Re: [PATCH 1/1] NFSv4.2: fix LISTXATTR buffer receive size

[Date Prev][Date Next][Thread Prev][Thread Next][Date Index][Thread Index]

 



Hi Frank, Chuck,

I would like your option on how LISTXATTR is supposed to work over
RDMA. Here's my current understanding of why the listxattr is not
working over the RDMA.

This happens when the listxattr is called with a very small buffer
size which RDMA wants to send an inline request. I really dont
understand why, Chuck, you are not seeing any problems with hardware
as far as I can tell it would have the same problem because the inline
threshold size would still make this size inline.
rcprdma_inline_fixup() is trying to write to pages that don't exist.

When LISTXATTR sets this flag XDRBUF_SPARSE_PAGES there is code that
will allocate pages in xs_alloc_sparse_pages() but this is ONLY for
TCP. RDMA doesn't have anything like that.

Question: Should there be code added to RDMA that will do something
similar when it sees that flag set? Or, should LISTXATTR be re-written
to be like READDIR which allocates pages before calling the code.

On Fri, Nov 20, 2020 at 11:37 AM Olga Kornievskaia
<olga.kornievskaia@xxxxxxxxx> wrote:
>
> On Thu, Nov 19, 2020 at 6:26 PM Frank van der Linden
> <fllinden@xxxxxxxxxx> wrote:
> >
> > On Thu, Nov 19, 2020 at 11:19:05AM -0500, Chuck Lever wrote:
> > > > On Nov 19, 2020, at 10:09 AM, Olga Kornievskaia <olga.kornievskaia@xxxxxxxxx> wrote:
> > > >
> > > > On Thu, Nov 19, 2020 at 9:37 AM Chuck Lever <chuck.lever@xxxxxxxxxx> wrote:
> > > >>
> > > >> Hi Olga-
> > > >>
> > > >>> On Nov 18, 2020, at 4:44 PM, Olga Kornievskaia <olga.kornievskaia@xxxxxxxxx> wrote:
> > > >>>
> > > >>> Hi Chuck,
> > > >>>
> > > >>> The first problem I found was from 5.10-rc3 testing was from the fact
> > > >>> that tail's iov_len was set to -4 and reply_chunk was trying to call
> > > >>> rpcrdma_convert_kvec() for a tail that didn't exist.
> > > >>>
> > > >>> Do you see issues with this fix?
> > > >>>
> > > >>> diff --git a/net/sunrpc/xdr.c b/net/sunrpc/xdr.c
> > > >>> index 71e03b930b70..2e6a228abb95 100644
> > > >>> --- a/net/sunrpc/xdr.c
> > > >>> +++ b/net/sunrpc/xdr.c
> > > >>> @@ -193,7 +193,7 @@ xdr_inline_pages(struct xdr_buf *xdr, unsigned int offset,
> > > >>>
> > > >>>       tail->iov_base = buf + offset;
> > > >>>       tail->iov_len = buflen - offset;
> > > >>> -       if ((xdr->page_len & 3) == 0)
> > > >>> +       if ((xdr->page_len & 3) == 0 && tail->iov_len)

**Raw records**
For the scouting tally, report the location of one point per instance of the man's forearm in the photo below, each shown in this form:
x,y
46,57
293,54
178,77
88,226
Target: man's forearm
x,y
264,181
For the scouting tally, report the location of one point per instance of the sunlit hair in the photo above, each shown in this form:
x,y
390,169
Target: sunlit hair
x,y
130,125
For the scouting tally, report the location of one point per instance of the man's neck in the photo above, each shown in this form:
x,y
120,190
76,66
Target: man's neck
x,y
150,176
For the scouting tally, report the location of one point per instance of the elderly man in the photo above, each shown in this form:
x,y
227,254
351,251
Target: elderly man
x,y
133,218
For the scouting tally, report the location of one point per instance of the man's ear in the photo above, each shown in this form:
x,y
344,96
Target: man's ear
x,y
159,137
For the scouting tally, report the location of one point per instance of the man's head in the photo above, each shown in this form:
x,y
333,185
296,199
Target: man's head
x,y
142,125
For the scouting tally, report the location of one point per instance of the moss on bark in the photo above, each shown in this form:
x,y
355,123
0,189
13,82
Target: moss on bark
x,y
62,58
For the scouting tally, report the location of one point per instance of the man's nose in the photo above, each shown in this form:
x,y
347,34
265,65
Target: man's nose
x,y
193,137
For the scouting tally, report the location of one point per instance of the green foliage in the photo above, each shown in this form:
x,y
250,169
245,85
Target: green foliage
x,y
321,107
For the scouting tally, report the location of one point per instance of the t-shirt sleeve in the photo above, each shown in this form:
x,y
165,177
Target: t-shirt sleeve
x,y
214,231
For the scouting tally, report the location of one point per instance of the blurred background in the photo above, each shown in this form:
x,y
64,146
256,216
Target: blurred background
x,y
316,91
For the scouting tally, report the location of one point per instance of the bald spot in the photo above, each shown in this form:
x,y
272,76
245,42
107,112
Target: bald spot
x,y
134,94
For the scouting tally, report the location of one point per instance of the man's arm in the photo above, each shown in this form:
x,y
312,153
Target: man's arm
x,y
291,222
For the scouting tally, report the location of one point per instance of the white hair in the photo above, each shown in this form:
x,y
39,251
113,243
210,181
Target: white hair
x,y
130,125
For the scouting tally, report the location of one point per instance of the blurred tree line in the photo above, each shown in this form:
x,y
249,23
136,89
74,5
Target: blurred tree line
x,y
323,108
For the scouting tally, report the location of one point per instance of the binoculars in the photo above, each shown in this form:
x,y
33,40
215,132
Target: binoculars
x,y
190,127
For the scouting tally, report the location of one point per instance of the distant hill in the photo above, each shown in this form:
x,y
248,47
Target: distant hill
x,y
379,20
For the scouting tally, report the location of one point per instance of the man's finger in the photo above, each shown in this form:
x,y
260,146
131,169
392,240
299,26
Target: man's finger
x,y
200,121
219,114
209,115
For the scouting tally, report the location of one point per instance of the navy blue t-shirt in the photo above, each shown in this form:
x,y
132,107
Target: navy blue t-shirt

**What you will do**
a) From the LISTXATTR-over-RDMA thread, pull out the stretch from "I would like" through "that don't exist." word for word.
b) Continue the mailing-list thread on LISTXATTR over RDMA from the point where it stops.

**Answers below**
a)
I would like your option on how LISTXATTR is supposed to work over
RDMA. Here's my current understanding of why the listxattr is not
working over the RDMA.

This happens when the listxattr is called with a very small buffer
size which RDMA wants to send an inline request. I really dont
understand why, Chuck, you are not seeing any problems with hardware
as far as I can tell it would have the same problem because the inline
threshold size would still make this size inline.
rcprdma_inline_fixup() is trying to write to pages that don't exist.

b)
> > > >>>               tail->iov_len -= sizeof(__be32);
> > > >>>
> > > >>>       xdr->buflen += len;
> > > >>
> > > >> It's not clear to me whether only the listxattrs encoder is
> > > >> not providing a receive tail kvec, or whether all the encoders
> > > >> fail to provide a tail in this case.
> > > >
> > > > There is nothing specific that listxattr does, it just calls
> > > > rpc_prepare_pages(). Isn't tail[0] always there (xdr_buf structure has
> > > > tail[1] defined)?
> > >
> > > Flip the question on its head: Why does xdr_inline_pages() work
> > > fine for all the other operations? That suggests the problem is
> > > with listxattrs, not with generic code.
> > >
> > >
> > > > But not all requests have data in the page. So as
> > > > far as I understand, tail->iov_len can be 0 so not checking for it is
> > > > wrong.
> > >
> > > The full context of the tail logic is:
> > >
> > >  194         tail->iov_base = buf + offset;
> > >  195         tail->iov_len = buflen - offset;
> > >  196         if ((xdr->page_len & 3) == 0)
> > >  197                 tail->iov_len -= sizeof(__be32);
> > >
> > > tail->iov_len is set to buflen - offset right here. It should
> > > /always/ be 4 or more. We can ensure that because the input
> > > to this function is always provided by another kernel function
> > > (in other words, we control all the callers).
> > >
> > > Why is buflen == offset for listxattrs? 6c2190b3fcbc ("NFS:
> > > Fix listxattr receive buffer size") is trying to ensure
> > > tail->iov_len is not zero -- that the math here gives us a
> > > positive value every time.
> > >
> > > In nfs4_xdr_enc_listxattrs() we have:
> > >
> > > 1529         rpc_prepare_reply_pages(req, args->xattr_pages, 0, args->count,
> > > 1530             hdr.replen);
> > >
> > > hdr.replen is set to NFS4_dec_listxattrs_sz.
> > >
> > > _nfs42_proc_listxattrs() sets args->count.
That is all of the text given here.